■ **Aim of the exercise**:
The expected answer is every line of the material that contains the word "instance".

■ **Data to use**:
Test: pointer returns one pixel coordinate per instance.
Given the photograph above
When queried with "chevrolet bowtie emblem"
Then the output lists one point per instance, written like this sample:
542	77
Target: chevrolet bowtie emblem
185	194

■ **Worked solution**:
Test: pointer returns one pixel coordinate per instance.
Then the output lists one point per instance, written like this sample:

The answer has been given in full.